### DATA PROVIDED
%%
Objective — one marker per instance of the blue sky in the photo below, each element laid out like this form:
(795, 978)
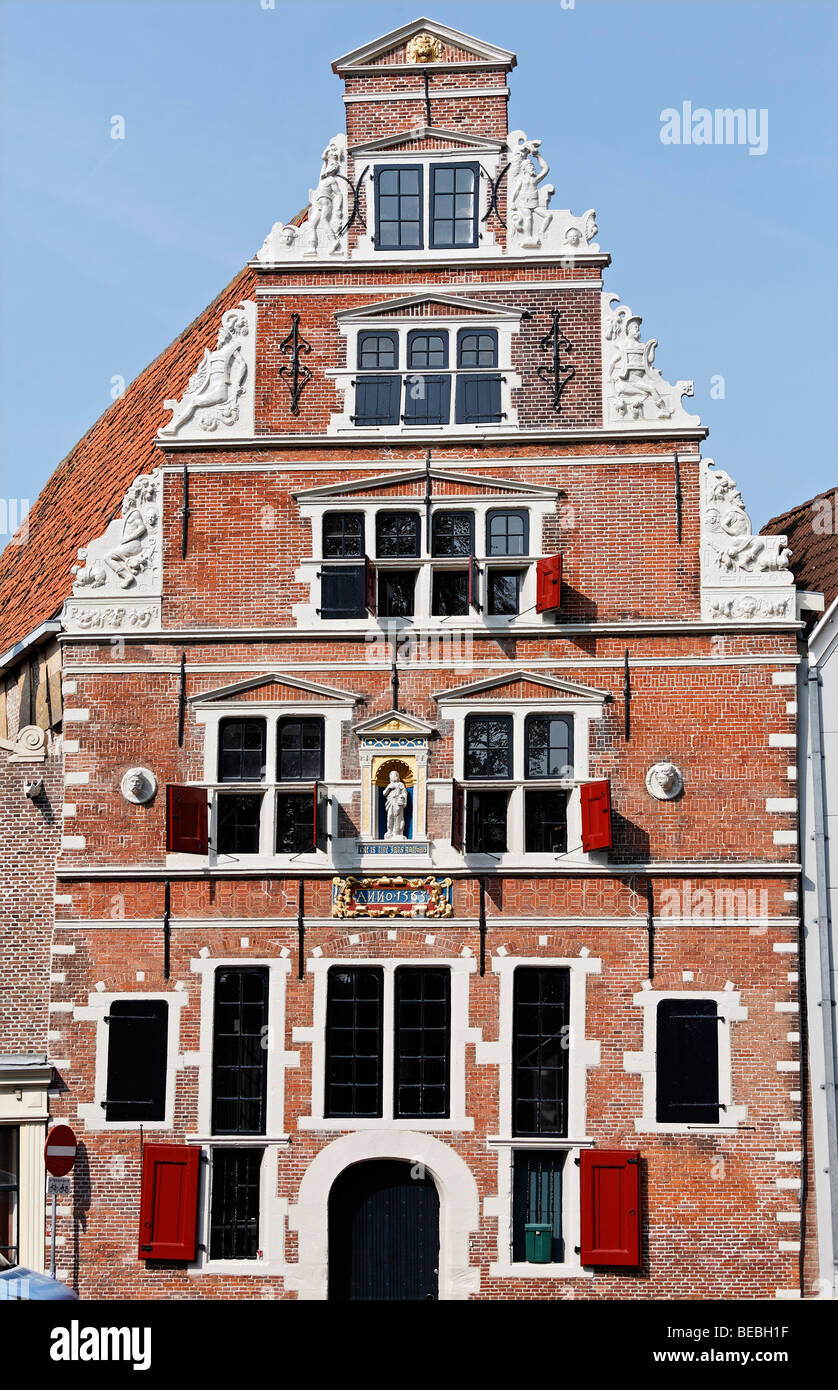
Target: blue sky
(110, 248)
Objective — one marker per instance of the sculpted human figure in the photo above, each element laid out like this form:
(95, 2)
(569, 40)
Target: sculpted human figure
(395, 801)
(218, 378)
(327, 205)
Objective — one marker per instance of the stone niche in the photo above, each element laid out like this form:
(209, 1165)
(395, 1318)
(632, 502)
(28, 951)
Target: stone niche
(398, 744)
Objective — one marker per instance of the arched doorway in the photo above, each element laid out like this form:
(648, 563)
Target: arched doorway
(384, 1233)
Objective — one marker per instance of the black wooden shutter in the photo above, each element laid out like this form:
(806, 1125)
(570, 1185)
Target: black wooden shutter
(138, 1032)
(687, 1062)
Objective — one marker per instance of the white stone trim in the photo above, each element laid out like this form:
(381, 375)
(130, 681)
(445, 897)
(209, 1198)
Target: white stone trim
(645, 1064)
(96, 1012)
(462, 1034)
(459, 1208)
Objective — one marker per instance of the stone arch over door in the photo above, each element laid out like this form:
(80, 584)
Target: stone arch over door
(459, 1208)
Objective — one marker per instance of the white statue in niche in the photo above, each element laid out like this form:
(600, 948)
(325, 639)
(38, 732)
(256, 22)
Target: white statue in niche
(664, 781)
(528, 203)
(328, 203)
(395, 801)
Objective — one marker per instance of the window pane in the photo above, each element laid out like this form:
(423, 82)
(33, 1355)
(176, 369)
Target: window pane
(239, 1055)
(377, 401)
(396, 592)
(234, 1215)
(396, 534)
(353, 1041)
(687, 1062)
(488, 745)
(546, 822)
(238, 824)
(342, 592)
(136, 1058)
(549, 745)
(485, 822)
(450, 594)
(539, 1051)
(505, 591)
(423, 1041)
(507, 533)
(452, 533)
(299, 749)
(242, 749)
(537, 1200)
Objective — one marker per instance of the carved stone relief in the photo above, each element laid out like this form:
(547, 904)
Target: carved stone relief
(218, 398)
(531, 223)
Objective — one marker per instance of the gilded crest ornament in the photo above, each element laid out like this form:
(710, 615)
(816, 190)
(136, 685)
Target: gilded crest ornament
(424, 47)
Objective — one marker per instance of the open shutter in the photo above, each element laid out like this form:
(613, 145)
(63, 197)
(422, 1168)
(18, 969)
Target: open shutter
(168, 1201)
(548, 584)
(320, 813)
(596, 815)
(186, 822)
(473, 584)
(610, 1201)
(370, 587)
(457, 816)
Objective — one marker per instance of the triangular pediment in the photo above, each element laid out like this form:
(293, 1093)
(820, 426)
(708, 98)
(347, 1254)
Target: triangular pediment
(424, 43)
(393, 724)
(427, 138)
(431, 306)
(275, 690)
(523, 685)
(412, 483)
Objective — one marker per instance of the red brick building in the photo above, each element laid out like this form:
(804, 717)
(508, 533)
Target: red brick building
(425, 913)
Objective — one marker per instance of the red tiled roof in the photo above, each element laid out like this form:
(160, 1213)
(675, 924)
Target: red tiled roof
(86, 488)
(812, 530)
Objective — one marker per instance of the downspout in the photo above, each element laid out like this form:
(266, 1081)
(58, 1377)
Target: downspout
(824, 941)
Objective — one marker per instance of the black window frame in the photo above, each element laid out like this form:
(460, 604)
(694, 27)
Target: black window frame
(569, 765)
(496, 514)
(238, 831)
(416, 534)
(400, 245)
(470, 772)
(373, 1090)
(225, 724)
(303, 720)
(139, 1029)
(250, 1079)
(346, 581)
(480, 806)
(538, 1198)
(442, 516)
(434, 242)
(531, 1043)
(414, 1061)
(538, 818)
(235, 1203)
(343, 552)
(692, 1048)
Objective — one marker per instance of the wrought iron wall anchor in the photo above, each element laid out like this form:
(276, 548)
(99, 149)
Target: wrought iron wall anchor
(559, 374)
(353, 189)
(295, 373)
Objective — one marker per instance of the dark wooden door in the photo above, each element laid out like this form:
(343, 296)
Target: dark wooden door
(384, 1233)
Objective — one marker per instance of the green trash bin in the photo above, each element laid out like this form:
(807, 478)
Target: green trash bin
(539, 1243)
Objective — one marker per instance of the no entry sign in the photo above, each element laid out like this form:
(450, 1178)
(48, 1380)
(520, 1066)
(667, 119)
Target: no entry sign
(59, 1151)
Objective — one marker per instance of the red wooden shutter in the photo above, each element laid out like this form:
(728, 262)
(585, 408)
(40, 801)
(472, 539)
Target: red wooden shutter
%%
### PROBLEM REQUIREMENTS
The expected answer is the complete set of entries, copied verbatim, with no pictures.

### ANSWER TO THE PROBLEM
Objective — one marker per instance of the blue sky in the photo below, each element laid out like this form:
(795, 978)
Target: blue sky
(110, 248)
Objective — one marker per instance of the sculpted human figure in the photo above, each element laid out like this form:
(95, 2)
(569, 40)
Target: sculpted human figure
(395, 801)
(218, 378)
(327, 205)
Objective — one marker per instance of the stone niche in the photo above, each element laid out like this form:
(209, 1165)
(395, 1318)
(632, 502)
(28, 951)
Target: stone niche
(398, 744)
Objective — one marker per instance of the arched doorway in the photo above, each element laid out like this form:
(648, 563)
Target: arched doorway
(384, 1233)
Objective — one marker per instance of the black wooden shutter in the photo above, each element laid out like this form:
(806, 1125)
(570, 1185)
Target: black wooden shutter
(138, 1032)
(687, 1062)
Objective — one marker per instance of the white stone trim in the photo above, each element laid out like this form:
(381, 375)
(130, 681)
(445, 897)
(209, 1198)
Target: white stone trim
(645, 1064)
(96, 1012)
(462, 1034)
(459, 1208)
Objective — one marker per instance of the stone arch over door in the photo above, each element laid out like this form:
(80, 584)
Target: stone arch over door
(459, 1208)
Objective — one marker per instance of the white statue in niche in the photo above, each element laid out like this form:
(600, 948)
(325, 639)
(38, 732)
(256, 22)
Target: white statue in niche
(664, 781)
(528, 203)
(328, 203)
(395, 801)
Objective — one marker per instance of the window pane in the photo above, each element laid out like this form:
(423, 82)
(33, 1355)
(176, 369)
Target: window pane
(239, 1055)
(377, 401)
(396, 592)
(234, 1215)
(396, 534)
(353, 1041)
(687, 1062)
(488, 745)
(546, 822)
(238, 824)
(342, 592)
(136, 1058)
(549, 745)
(485, 822)
(450, 594)
(539, 1051)
(505, 591)
(423, 1041)
(507, 533)
(452, 533)
(299, 749)
(242, 749)
(537, 1200)
Objective — one marker per instance of the carved stone relief in the photo above, each element laid out like this form:
(547, 904)
Target: carved stone relief
(218, 398)
(531, 223)
Objective — one marker per instance of the gilded crest ornament in the photo above, each element laid out like this form:
(710, 615)
(816, 190)
(136, 685)
Target: gilded crest ornament
(424, 47)
Objective — one marker per instance of the open shutter in the photo above, each element laid out like this form:
(613, 145)
(63, 197)
(422, 1168)
(18, 969)
Target: open shutter
(168, 1201)
(548, 584)
(320, 813)
(596, 815)
(186, 822)
(473, 584)
(610, 1201)
(370, 587)
(457, 816)
Objective — one marker per instance of the triangular pediment in the photo above, each element laid out like this form:
(293, 1093)
(820, 426)
(708, 98)
(347, 1254)
Target: triangular pediment
(424, 43)
(393, 724)
(427, 138)
(431, 306)
(275, 690)
(523, 685)
(412, 483)
Objective — one marker per instance of the red brick building in the photo above, each element laid out like this form:
(804, 717)
(508, 533)
Target: red brick building
(425, 913)
Objective — one marker per instance of the red tiled roof in the photo above, each element laid out like this form:
(160, 1213)
(675, 924)
Target: red tiled roof
(86, 488)
(812, 530)
Objective — one marker per instance of the downspout in the photo above, each element laid out like this form:
(266, 1081)
(58, 1377)
Target: downspout
(824, 941)
Objective — one marker per instance of the black window frame in the photo above, each element laid out like this form:
(460, 604)
(694, 27)
Target: black window frame
(569, 765)
(496, 514)
(238, 831)
(416, 534)
(400, 245)
(470, 772)
(373, 1090)
(225, 724)
(303, 720)
(139, 1029)
(250, 1079)
(346, 581)
(480, 806)
(538, 1198)
(442, 516)
(434, 242)
(531, 1043)
(414, 1061)
(538, 818)
(235, 1203)
(343, 552)
(692, 1048)
Objective — one marker per instance of the wrought iron wall anchor in the photo above, each element laid out like this form:
(276, 548)
(99, 149)
Target: wrought iron wall anchor
(559, 374)
(353, 189)
(295, 373)
Objective — one marker per instance of the dark wooden door in the photo above, each element laid out like this form:
(343, 296)
Target: dark wooden door
(384, 1233)
Objective — one marker per instance of the green trash bin in the photo above, each element laid out like this form:
(807, 478)
Target: green trash bin
(539, 1243)
Objective — one marker per instance of the no entry sign in the photo above, each element laid out like this form:
(450, 1178)
(48, 1380)
(520, 1066)
(667, 119)
Target: no entry sign
(59, 1151)
Objective — one marker per instance of the red wooden shutter in the photo above, each element laid out like this form:
(728, 262)
(585, 408)
(40, 801)
(472, 539)
Target: red wooden shutter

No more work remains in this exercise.